PROBLEM TO WORK ON:
Copy out only those lines running from the line with "Each instance of the green tree" to the end of the listing, keeping each one exactly as it is.

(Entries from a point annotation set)
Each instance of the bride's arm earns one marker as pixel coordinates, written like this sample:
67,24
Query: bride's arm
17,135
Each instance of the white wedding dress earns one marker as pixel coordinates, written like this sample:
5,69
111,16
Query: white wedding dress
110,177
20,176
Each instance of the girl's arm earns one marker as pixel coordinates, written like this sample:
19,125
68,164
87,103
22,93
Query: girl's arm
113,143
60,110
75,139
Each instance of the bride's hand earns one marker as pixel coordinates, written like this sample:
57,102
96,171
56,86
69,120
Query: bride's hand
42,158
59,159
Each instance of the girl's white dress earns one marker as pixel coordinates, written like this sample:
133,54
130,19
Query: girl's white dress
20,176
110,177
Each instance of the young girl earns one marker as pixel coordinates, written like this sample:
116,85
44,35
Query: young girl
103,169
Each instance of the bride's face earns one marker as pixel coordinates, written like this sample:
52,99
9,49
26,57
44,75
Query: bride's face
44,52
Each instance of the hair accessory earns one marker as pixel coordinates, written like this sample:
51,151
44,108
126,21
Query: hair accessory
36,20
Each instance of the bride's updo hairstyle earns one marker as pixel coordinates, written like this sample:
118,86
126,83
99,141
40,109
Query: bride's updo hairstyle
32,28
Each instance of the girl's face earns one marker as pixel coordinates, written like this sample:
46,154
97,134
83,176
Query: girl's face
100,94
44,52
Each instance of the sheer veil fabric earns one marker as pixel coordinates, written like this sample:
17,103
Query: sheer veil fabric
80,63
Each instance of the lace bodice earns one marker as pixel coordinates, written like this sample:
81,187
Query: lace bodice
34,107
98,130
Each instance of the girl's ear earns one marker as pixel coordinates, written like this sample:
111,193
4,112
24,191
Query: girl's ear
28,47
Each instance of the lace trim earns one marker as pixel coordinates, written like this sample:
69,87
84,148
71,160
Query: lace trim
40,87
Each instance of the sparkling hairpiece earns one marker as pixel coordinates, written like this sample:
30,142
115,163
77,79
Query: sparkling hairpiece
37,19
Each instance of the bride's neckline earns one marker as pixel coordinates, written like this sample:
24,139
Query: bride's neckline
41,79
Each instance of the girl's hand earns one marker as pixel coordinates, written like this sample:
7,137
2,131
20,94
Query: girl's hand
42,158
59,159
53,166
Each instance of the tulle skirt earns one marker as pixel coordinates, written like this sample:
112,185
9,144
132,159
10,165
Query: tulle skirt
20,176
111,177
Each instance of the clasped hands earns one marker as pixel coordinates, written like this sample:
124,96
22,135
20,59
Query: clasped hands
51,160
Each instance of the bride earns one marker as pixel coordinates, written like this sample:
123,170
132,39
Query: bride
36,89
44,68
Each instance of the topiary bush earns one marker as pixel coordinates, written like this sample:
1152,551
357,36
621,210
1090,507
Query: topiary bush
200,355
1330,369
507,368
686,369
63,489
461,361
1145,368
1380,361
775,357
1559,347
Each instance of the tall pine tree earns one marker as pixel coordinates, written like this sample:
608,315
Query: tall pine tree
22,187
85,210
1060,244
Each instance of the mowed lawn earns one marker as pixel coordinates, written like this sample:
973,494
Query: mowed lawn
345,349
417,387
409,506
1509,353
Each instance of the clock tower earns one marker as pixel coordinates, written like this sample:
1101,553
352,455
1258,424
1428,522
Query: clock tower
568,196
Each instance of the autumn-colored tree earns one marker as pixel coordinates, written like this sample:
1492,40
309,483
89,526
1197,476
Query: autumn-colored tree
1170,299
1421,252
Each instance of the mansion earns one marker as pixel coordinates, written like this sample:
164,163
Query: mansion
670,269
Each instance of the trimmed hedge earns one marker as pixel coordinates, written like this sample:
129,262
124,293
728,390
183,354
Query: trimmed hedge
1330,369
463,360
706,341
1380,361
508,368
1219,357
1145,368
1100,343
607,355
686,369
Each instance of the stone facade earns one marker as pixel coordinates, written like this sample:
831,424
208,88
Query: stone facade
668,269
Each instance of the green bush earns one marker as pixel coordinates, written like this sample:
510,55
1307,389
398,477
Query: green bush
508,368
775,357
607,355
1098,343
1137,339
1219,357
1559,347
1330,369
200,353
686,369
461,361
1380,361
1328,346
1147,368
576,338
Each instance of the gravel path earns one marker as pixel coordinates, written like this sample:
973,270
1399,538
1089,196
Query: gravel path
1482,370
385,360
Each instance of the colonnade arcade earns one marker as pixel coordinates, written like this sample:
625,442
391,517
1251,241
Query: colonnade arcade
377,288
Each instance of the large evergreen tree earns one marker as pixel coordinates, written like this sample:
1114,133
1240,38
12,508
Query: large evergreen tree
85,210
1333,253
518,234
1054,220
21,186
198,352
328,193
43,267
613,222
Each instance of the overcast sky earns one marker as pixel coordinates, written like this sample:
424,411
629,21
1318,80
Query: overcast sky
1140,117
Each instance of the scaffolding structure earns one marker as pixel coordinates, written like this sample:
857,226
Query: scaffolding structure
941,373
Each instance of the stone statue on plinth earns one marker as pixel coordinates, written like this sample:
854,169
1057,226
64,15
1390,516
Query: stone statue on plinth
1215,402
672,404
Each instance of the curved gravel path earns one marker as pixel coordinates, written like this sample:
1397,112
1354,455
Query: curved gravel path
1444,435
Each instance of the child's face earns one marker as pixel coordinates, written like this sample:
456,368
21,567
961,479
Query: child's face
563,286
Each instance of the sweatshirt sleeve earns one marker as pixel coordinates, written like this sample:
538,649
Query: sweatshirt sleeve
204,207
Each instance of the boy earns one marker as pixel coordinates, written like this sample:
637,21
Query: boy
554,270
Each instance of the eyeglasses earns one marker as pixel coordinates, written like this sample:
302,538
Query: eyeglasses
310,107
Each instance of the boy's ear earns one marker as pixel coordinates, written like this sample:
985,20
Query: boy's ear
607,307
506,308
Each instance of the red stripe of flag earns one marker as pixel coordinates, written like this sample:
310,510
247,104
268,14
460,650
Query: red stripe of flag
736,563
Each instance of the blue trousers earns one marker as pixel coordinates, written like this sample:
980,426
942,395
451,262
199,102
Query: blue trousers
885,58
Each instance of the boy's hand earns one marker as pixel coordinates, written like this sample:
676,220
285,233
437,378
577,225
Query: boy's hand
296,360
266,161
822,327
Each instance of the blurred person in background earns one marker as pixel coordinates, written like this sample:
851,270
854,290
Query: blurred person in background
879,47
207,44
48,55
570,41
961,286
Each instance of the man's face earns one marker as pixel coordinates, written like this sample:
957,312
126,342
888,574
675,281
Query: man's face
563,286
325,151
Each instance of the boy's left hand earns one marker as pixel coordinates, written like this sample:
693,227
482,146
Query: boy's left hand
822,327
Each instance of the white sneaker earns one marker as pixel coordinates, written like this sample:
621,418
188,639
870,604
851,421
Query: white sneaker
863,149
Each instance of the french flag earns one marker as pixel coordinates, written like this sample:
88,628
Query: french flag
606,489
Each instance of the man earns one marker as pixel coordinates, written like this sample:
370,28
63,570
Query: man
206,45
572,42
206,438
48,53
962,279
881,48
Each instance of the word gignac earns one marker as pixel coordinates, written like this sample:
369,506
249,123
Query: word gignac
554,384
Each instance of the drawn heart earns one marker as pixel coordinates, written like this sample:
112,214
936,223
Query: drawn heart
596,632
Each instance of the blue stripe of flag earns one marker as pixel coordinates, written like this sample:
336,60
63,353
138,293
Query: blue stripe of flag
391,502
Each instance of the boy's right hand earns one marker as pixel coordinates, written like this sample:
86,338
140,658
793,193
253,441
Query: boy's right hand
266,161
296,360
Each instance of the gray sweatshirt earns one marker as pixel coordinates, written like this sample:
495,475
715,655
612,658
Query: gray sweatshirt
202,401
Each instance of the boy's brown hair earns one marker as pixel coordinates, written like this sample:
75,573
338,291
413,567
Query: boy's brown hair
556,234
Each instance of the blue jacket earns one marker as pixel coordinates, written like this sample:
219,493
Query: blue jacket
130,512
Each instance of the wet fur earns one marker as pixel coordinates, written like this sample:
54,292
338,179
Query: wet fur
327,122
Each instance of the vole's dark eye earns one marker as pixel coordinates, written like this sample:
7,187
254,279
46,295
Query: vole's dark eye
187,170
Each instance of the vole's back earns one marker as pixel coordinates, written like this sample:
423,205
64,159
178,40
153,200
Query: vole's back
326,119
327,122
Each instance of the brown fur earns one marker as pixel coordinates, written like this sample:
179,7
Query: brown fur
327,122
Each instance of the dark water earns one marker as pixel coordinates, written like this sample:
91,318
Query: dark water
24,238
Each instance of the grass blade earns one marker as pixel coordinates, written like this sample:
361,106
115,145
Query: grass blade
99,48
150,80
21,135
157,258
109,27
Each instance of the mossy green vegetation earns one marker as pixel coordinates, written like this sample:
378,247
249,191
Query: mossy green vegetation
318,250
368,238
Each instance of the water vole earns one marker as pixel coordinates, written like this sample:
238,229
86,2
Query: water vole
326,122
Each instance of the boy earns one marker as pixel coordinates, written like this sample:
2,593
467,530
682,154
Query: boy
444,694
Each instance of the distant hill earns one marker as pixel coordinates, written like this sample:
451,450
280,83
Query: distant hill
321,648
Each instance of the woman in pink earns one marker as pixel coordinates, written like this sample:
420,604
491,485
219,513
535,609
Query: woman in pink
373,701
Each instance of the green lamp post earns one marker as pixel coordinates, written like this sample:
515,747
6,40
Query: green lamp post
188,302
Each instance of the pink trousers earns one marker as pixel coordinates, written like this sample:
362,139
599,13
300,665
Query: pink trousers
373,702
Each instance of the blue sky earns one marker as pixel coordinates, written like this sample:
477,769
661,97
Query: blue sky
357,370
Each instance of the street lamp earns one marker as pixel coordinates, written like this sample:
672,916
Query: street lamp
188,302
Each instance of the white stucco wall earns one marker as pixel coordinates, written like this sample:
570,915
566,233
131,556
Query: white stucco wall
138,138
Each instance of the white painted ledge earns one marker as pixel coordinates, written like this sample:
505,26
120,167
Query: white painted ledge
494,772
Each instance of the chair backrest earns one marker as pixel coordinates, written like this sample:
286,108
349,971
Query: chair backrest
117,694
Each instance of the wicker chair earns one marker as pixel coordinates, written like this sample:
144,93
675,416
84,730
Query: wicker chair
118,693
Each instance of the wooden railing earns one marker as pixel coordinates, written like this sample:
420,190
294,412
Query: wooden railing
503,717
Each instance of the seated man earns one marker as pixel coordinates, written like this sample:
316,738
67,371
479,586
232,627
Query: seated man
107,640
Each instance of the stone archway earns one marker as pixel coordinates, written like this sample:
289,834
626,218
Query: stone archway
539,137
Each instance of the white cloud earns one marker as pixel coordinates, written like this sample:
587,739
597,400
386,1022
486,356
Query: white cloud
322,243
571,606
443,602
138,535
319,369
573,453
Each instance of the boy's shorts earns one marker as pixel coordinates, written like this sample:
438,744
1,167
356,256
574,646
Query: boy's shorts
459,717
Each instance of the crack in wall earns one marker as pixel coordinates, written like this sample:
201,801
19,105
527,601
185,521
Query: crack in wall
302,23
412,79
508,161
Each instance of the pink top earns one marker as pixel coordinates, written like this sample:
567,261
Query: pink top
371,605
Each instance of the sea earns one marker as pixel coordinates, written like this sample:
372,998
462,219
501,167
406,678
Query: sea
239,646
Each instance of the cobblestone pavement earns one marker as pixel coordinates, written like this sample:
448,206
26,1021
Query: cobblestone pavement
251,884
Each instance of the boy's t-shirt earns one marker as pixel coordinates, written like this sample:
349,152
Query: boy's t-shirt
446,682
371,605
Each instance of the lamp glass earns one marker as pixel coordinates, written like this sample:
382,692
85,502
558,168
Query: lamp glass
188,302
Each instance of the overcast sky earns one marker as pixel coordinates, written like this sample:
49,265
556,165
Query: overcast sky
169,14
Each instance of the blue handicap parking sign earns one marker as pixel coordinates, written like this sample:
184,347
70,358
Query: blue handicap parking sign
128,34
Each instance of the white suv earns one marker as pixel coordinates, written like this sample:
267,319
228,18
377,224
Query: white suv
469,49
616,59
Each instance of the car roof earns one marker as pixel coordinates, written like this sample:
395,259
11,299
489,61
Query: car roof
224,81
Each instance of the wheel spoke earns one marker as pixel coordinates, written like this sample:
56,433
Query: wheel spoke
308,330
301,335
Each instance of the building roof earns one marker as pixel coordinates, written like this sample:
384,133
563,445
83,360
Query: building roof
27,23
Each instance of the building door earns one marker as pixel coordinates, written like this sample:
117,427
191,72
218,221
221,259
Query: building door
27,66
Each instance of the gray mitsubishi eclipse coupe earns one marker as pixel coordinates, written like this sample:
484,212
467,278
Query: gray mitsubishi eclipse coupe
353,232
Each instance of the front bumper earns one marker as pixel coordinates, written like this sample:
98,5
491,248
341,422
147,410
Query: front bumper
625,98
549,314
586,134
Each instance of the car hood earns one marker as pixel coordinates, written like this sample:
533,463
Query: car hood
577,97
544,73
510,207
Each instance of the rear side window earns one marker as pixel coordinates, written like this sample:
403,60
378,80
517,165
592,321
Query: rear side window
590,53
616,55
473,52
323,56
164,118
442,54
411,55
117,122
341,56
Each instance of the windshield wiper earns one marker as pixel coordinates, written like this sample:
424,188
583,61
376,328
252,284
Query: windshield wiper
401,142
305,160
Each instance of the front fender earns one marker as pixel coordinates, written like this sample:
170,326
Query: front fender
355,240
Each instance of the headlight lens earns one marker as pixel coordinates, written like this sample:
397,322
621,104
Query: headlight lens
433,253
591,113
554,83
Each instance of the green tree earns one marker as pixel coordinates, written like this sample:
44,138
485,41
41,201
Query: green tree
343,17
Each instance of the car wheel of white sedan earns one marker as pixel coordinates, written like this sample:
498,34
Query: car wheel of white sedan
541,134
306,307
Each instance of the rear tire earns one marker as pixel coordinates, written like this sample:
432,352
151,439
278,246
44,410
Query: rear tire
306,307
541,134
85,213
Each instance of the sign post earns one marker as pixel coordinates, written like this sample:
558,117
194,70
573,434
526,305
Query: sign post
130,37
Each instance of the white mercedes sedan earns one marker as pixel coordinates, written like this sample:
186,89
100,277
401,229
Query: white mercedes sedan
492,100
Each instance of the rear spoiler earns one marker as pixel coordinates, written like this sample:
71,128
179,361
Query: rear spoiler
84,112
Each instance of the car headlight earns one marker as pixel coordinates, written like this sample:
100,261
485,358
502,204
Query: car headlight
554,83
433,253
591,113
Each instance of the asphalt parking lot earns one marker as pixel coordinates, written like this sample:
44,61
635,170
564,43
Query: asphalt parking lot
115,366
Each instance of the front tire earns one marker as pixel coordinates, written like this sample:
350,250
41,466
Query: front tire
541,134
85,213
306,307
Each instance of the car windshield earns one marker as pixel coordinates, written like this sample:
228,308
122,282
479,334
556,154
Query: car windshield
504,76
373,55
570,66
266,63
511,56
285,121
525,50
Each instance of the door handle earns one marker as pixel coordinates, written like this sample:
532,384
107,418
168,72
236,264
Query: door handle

FINISHED TASK:
Each instance of the green tree earns one marker as pixel coordinates, written like this sample:
44,138
485,41
41,201
Query: green tree
343,17
Each instance of the car wheel of white sedan earns one marker as pixel coordinates, written like this sample:
498,34
Query: car wheel of white sedan
541,134
306,307
Each instance of the rear tire earns one marker as pixel coordinates, written like this sample:
432,352
151,439
278,246
44,410
Query: rear tire
306,307
541,134
85,213
Each instance of the sign post earns one marker as pixel coordinates, written like this sample:
558,117
194,70
573,434
526,305
Query: sign post
130,37
Each instance of the white mercedes sedan earns one marker as pixel coordinates, written like this sample:
186,89
100,277
401,229
Query: white mercedes sedan
492,100
Each instance of the rear spoiler earns one marker as pixel coordinates, written like this sample:
71,128
179,361
Query: rear spoiler
84,112
Each instance of the car headlight earns one marker as pixel coordinates, written like this sample:
100,261
485,358
502,204
Query: car headlight
554,83
433,253
591,113
Each instance of the asphalt parking lot earns one marker as pixel coordinates, written like this sample:
44,61
635,170
564,43
Query: asphalt parking lot
115,366
Each instance of the front tire earns one marker as pixel coordinates, written like this sample:
350,250
41,466
Query: front tire
541,134
85,213
306,307
Each instance of the car windshield earns one marker as pixel coordinates, written like this sample:
228,308
122,282
479,334
556,154
Query: car windshield
504,76
373,55
570,66
266,63
511,56
285,121
525,50
Each instance of the door handle earns one marker as pixel coordinates, written like this sample:
532,384
107,418
168,72
236,264
Query: door handle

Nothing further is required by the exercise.